Tuesday, March 25, 2008

How do you know it's a country

I wanted to know if a string contains a country. So I got a list of countries, there are plenty out there though finding one containing England and names like that is hard. Anyway I think to myself, I'll just build a nice regular expression that looks like /country1|country2|.../ and check it against my string. Out of curiosity I wondered, how much faster that would be than having an array of regular expressions and comparing each one against the string. My profound respect for regular expressions made me think some sort of clever tree would be compiled and the search would be quite fast. So I wrote a quick test in ruby and found much to my surprise that the single regular expression technique was about 4 times slower. I haven't pursued it further (but did go with the array method) but here is the code if someone can tell me what I did wrong.

---------------

### SHORT TASK A
From the blog post on matching country names, list each feeling or attitude the author says they had.
### SHORT TASK B
Rewrite the records starting with the first line and going on through the line with "point(341, 119)", renaming "weathered stone block" to "cracked stone block" and leaving everything else unchanged.

### DATA FOR THE TASK

---------------

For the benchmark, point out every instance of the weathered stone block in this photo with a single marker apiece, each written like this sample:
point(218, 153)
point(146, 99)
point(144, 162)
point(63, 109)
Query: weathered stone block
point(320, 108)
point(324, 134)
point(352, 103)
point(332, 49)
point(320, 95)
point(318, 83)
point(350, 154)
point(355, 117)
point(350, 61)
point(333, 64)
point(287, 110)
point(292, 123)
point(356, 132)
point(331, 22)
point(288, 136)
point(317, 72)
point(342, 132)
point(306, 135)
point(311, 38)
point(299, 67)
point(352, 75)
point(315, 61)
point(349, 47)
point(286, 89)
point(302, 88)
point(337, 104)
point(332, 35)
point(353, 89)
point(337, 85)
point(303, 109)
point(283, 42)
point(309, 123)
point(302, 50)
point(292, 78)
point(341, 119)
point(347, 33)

---------------

### FULL SOLUTION A
curiosity
profound respect for regular expressions
surprise

### FULL SOLUTION B
For the benchmark, point out every instance of the cracked stone block in this photo with a single marker apiece, each written like this sample:
point(218, 153)
point(146, 99)
point(144, 162)
point(63, 109)
Query: cracked stone block
point(320, 108)
point(324, 134)
point(352, 103)
point(332, 49)
point(320, 95)
point(318, 83)
point(350, 154)
point(355, 117)
point(350, 61)
point(333, 64)
point(287, 110)
point(292, 123)
point(356, 132)
point(331, 22)
point(288, 136)
point(317, 72)
point(342, 132)
point(306, 135)
point(311, 38)
point(299, 67)
point(352, 75)
point(315, 61)
point(349, 47)
point(286, 89)
point(302, 88)
point(337, 104)
point(332, 35)
point(353, 89)
point(337, 85)
point(303, 109)
point(283, 42)
point(309, 123)
point(302, 50)
point(292, 78)
point(341, 119)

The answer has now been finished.